Steve Jones is the editor of SQLServerCentral.com and visits a wide variety of data related topics in his daily editorial. Steve has spent years working as a DBA and general purpose Windows administrator, primarily working with SQL Server since it was ported from Sybase in 1990. You can follow Steve on Twitter at twitter.com/way0utwest

Taking the Hyper-V Plunge

Or at least I’m getting ready to take the plunge into using Hyper-V. In my machine dilemma, I decided to look at new machines. My first stop, as usual, was Dell. They have a lot of choices, but in terms of desktops, I struggled to find a good machine that would by 64-bit, run Hyper-V and not cost and arm and a leg. Actually my first step was trying to find something to run 8GB of RAM, and there were few choices there.

I went to the Hyper-V and Windows 2008 sites, but it wasn’t completely clear what specs I needed in hardware. They mention hardware virtualization support and trusted execution stuff, but putting this together in terms of the choices out there for CPUs isn’t easy. I wish it were as simple as a Pentium I, Pentium II, etc. Instead there are multiple flavors of dual and quad cores, various AMD chips, etc. Sempron, Xeon, Athlon, Phenom, Q8200, Q6600, it’s nuts.

I quickly decided this was a bad idea. I checked the C|Net Reviews, but they are mainly for people wanting to run Vista, and they don’t have a lot of info to help me. I wanted to wipe a machine, get Hyper-V installed and then do what I want. It seemed in the mainstream world there was a Dell deal for about $900 that had 6GB of RAM and a 64-bit CPU as well as a Gateway that had 8GB for about $800. However I wasn’t sure any of these would run Windows Server 2008. I priced out an HP that might have worked, but it was also up in the $1000 range.

Dataset content.
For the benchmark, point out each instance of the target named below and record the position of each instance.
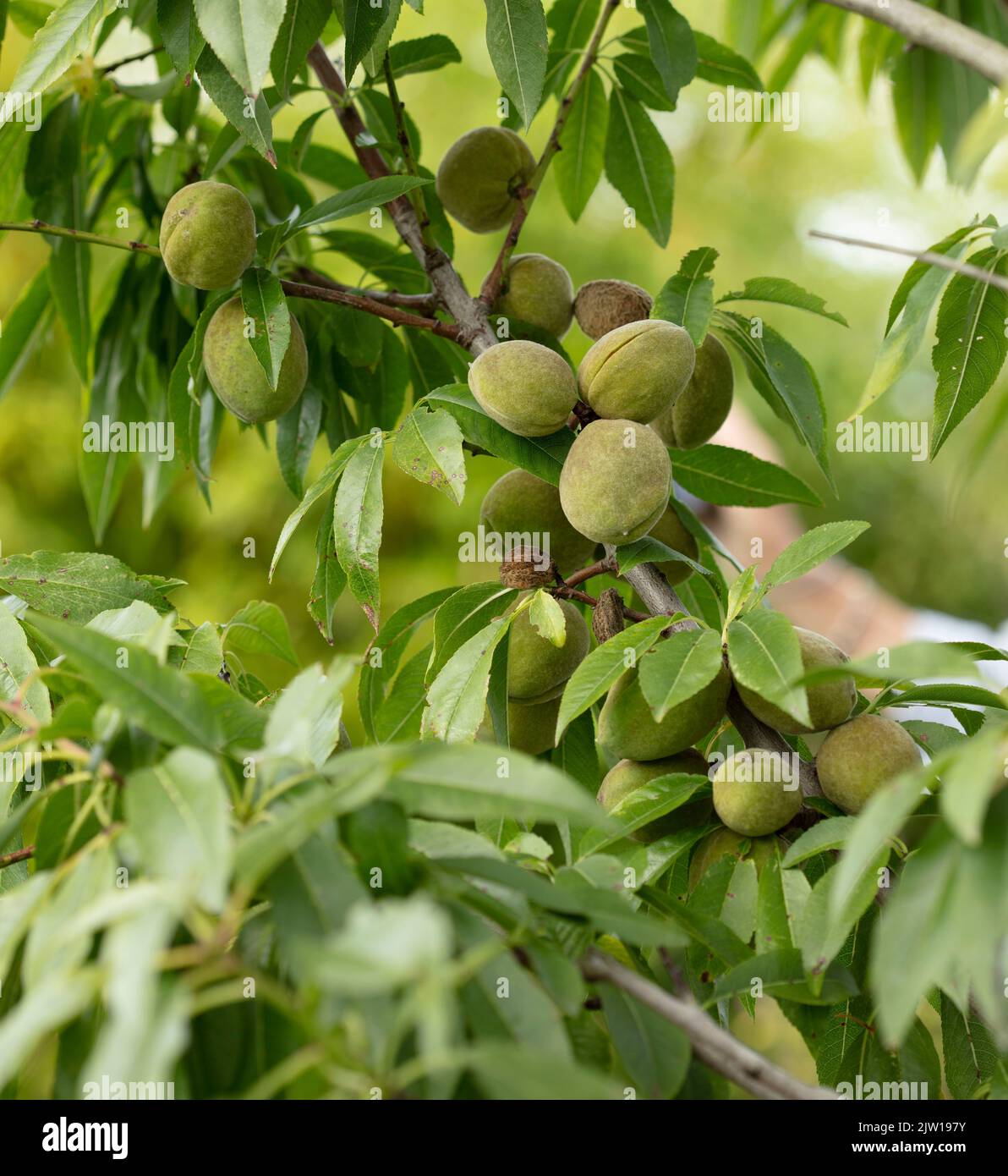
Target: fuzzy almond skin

Required actions.
1. Answer these from the Hyper-V blog post:
(a) In what year was SQL Server ported from Sybase?
(b) How much RAM did the Gateway machine have, and what was its approximate price?
(c) Which reviews did the writer check?
2. Copy the Hyper-V blog post from "Or at least" up to and including "few choices there.".
3. Carry on writing the Hyper-V blog post after its final sentence.

Task results.
1.
(a) 1990
(b) 8GB, for about $800
(c) The C|Net Reviews

2.
Or at least I’m getting ready to take the plunge into using Hyper-V. In my machine dilemma, I decided to look at new machines. My first stop, as usual, was Dell. They have a lot of choices, but in terms of desktops, I struggled to find a good machine that would by 64-bit, run Hyper-V and not cost and arm and a leg. Actually my first step was trying to find something to run 8GB of RAM, and there were few choices there.

3.
I posted a note on Twitter as well and got a few recommendations, but most of them were “build your own” and that didn’t appeal to me. It’s not worth saving $200 or more if I have to spend hours trying to mix and match the proper components. I found a few more builders online, but none of them wanted to sell me a good systems, but without lots of bells and whistles.

In some searching around for information about the various CPUs I could get, I stumbled on ecollegepc from somewhere. They looked like a reasonable builder, and while they’re not local, they just attracted me as a nice, easy to use site.

I believe in instincts and they struck me as a good place to shop, so I checked out and priced a basic 8GB quad core. No keyboard, no mouse, no speakers, no OS, just a machine. It came in around $700.

Since I wasn’t sure what I needed, and what would match, I emailed them, telling them this story:

“I'm looking to replace my desktop and your company was recommended to me. I haven't purchased a desktop in quite a few years, but here are some things I'm looking to do and was looking for some advice.”

I was pleasantly surprised to get an email back in less than an hour, telling me that I would want to use the Q6600 Quad core, not any of the others, and a Gigabyte motherboard. I had a few more questions, including moving my current nVidia display adapter over and ended up exchanging 3 or 4 emails with their tech. Or maybe the owner, not sure who it was, but he was helpful, and quick to respond.

The whole process and advice just felt good and so I placed an order. I got:

  • 2.40Ghz Intel Core 2 Quad Q6600 8MB Cache FSB 1066
  • ASUS P5Q Pro
  • 8GB (2GBx4) PC6400 DDR2 800Mhz Memory
  • 2 x 500GB 7200RPM SATA
  • 22X LG SATA Lightscribe Dual Layer DVD1RW DVD-RAM
  • 1GB nVidia GeForce 9500GT GDDR2 PCI Express DVI/Tvout

I also got a fancy LED lit case that will impress the kids. It might annoy me enough to put a something over it, but for now it will be in the desk.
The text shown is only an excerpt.